**Required work**:
1. In the forum thread, how much did miro pay for the 3/4 HP motor?
2. Identify each line in the records that contains the string "road", and copy those lines.

**Passage**:
::::::::

Electrolysis is cheaper, not less destructive.  The high pH is high (basic) but not enough to hurt anything.  Evaporust contains a chelating agent, which only attacks iron oxide, and is safe to handle with bare hands.  Both are considered safe, but both will put dissolved iron and other metals down the drain or in your yard.


----------



## Bob Korves (May 30, 2019)

Another relatively safe option for removing rust is molasses, but it is slooooow.


----------



## Moper361 (May 30, 2019)

My Father had one off these round columb tiawan mills when i was a teenager .

I made my first ever project on one for a first year apprentice mechanic assignment .
I disected a unit unjector from a 71 series detroit to show how the helix and plunger worked in a unit injector .I ended up getting tbe highest score in the tech with that project .that mill went on to make many a spare part on the farm and is still in use now. About 30 years on


----------



## miro (May 30, 2019)

Same as many of you - been using my mill for about 4 years and have learned a lot. I found that a 3phase motor plus VFD upgrade made it a much much better machine, operationally.
It lets me change speed without the hassle of belt flipping.  so I get to the best speed easily rahter than over or underspeeding the milling cutter.
The motor (3/4 HP)  was $30 and the VFD ( 1 HP) was $110 

But first get it up and running , then get some milling time under your belt, then do the upgrade

miro


----------



## pontiac428 (May 30, 2019)

miro said:


> The motor (3/4 HP)  was $30 and the VFD ( 1 HP) was $110



I love the idea, but my RF has a 2 HP motor.  3/4 HP plus VFD seems small.  Seems you're happy with it, how is it under heavier load?


----------



## Dudemanrod (May 31, 2019)

::::::::

**Recorded information**:

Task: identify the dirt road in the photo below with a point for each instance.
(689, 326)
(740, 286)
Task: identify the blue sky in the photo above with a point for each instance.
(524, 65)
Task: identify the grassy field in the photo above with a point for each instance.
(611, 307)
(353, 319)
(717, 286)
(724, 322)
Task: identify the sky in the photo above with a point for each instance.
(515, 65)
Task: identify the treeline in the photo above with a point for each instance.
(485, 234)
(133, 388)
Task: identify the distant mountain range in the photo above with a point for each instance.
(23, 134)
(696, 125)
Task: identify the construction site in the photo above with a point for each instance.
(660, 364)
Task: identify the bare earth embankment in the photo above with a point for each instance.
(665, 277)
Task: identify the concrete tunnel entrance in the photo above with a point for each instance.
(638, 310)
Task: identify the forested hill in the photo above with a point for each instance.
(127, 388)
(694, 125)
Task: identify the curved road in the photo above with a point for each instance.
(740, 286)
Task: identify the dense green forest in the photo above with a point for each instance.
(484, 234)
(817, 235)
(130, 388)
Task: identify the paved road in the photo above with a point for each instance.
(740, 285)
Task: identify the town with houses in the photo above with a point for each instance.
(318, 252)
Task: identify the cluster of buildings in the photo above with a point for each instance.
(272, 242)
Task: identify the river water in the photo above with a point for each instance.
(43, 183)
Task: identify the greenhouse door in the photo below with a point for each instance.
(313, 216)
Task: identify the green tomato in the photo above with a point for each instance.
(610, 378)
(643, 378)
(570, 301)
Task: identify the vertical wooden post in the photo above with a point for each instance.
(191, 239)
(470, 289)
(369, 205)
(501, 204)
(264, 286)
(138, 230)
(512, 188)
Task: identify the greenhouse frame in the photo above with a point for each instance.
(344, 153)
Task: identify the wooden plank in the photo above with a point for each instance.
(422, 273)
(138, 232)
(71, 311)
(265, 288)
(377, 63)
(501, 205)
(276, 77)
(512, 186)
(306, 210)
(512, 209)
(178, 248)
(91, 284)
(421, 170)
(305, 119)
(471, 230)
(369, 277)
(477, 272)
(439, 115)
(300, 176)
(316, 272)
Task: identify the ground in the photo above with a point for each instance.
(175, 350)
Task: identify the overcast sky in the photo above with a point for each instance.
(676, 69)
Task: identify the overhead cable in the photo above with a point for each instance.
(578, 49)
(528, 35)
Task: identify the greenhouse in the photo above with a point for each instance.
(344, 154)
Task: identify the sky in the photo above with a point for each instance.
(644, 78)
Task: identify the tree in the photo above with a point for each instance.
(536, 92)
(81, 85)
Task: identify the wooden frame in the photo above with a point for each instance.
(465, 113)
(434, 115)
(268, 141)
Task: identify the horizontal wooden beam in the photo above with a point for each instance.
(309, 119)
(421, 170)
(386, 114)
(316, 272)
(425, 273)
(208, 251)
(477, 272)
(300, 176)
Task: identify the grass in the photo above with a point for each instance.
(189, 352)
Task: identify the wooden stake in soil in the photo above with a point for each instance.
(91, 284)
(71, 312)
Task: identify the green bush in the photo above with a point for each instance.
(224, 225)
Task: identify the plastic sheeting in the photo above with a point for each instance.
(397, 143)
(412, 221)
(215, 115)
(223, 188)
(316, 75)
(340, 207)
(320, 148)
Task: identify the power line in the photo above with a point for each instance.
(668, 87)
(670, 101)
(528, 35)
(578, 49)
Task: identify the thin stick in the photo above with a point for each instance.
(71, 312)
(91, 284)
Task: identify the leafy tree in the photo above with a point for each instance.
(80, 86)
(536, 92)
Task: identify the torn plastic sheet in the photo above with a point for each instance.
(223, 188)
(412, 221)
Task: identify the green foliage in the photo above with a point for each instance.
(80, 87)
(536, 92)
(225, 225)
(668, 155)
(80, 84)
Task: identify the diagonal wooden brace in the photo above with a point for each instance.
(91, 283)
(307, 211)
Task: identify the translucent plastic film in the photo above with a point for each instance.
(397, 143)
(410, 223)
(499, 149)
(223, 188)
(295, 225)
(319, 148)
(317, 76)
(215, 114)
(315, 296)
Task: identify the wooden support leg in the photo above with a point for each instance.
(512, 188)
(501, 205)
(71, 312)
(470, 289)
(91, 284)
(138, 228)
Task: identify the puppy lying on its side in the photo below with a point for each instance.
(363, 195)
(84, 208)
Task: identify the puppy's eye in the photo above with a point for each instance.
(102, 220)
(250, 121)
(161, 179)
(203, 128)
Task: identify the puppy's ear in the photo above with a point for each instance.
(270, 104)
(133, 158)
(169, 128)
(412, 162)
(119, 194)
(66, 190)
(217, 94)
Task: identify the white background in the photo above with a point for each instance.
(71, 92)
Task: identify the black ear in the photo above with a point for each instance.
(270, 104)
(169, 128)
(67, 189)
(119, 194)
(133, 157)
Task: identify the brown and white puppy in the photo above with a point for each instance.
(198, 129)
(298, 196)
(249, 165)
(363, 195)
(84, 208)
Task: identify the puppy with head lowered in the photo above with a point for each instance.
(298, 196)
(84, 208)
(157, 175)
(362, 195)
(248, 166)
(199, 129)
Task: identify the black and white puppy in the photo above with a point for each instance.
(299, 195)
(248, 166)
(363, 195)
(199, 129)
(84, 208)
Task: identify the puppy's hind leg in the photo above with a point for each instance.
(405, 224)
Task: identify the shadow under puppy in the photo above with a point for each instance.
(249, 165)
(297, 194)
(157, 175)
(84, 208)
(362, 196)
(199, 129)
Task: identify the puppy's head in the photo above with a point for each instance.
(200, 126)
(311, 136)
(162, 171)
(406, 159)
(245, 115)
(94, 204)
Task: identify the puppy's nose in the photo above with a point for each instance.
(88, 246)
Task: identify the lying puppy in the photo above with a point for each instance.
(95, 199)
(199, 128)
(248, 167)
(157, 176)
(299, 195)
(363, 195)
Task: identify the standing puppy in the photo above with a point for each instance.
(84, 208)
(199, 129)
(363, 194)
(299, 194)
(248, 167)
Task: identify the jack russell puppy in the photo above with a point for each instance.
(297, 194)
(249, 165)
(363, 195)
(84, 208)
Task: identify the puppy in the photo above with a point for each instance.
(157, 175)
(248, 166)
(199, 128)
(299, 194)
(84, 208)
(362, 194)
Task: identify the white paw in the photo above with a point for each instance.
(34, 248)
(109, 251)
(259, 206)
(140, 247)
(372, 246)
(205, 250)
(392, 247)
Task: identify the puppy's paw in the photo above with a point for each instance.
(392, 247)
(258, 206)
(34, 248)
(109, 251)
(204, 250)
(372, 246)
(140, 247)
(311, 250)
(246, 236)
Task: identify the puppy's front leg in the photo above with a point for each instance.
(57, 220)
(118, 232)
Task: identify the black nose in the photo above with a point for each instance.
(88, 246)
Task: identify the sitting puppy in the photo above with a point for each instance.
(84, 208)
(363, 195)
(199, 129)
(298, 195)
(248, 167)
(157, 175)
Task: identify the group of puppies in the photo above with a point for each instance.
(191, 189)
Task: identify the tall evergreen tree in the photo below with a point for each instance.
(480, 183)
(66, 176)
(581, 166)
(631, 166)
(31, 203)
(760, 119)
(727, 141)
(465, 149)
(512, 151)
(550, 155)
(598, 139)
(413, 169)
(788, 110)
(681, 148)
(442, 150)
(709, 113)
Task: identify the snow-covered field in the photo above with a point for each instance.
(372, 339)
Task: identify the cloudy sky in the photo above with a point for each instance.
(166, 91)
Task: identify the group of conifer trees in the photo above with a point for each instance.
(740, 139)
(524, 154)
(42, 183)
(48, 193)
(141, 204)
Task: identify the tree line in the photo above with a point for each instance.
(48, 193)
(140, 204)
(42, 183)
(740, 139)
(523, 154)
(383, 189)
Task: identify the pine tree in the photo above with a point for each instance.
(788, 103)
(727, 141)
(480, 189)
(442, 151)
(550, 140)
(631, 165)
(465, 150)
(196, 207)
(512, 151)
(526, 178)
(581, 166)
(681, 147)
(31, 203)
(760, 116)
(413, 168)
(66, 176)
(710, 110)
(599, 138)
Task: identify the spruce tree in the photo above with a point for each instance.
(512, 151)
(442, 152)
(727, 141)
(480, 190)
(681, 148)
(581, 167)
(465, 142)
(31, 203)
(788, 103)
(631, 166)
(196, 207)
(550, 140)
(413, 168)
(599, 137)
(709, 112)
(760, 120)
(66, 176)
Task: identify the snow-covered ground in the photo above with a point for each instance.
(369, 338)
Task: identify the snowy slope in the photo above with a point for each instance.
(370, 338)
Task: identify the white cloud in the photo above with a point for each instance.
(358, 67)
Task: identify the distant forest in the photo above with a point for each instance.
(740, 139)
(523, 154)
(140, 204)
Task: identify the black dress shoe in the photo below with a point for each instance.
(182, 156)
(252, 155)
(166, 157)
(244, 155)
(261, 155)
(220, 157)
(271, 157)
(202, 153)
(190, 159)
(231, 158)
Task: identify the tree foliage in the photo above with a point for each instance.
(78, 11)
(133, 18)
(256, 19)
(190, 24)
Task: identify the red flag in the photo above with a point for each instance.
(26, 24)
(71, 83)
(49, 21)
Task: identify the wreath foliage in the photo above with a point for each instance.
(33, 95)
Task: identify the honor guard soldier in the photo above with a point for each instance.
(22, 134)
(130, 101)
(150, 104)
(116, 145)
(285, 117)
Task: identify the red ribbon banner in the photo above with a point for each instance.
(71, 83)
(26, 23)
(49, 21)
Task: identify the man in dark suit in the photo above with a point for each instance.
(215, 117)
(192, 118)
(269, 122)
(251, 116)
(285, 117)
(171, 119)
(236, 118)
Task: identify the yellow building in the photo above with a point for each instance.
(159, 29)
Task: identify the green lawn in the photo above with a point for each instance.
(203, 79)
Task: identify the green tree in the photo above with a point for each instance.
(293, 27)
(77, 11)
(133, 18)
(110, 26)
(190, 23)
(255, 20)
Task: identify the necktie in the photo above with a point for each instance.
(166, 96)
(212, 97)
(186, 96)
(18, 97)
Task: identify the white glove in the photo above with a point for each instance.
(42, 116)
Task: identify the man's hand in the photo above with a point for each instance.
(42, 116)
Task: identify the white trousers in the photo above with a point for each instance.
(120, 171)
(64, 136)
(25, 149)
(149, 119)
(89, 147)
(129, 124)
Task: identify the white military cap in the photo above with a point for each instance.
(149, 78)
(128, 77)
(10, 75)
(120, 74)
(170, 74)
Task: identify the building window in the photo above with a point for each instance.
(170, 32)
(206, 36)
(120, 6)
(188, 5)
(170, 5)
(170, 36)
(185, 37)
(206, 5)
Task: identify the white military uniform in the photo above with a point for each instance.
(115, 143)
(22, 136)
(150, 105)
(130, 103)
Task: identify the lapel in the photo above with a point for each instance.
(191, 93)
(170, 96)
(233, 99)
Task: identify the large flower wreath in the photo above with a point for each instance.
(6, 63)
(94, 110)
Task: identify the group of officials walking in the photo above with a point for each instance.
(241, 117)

::::::::

**Problem solutions**:
1. $30

2.
Task: identify the dirt road in the photo below with a point for each instance.
Task: identify the curved road in the photo above with a point for each instance.
Task: identify the paved road in the photo above with a point for each instance.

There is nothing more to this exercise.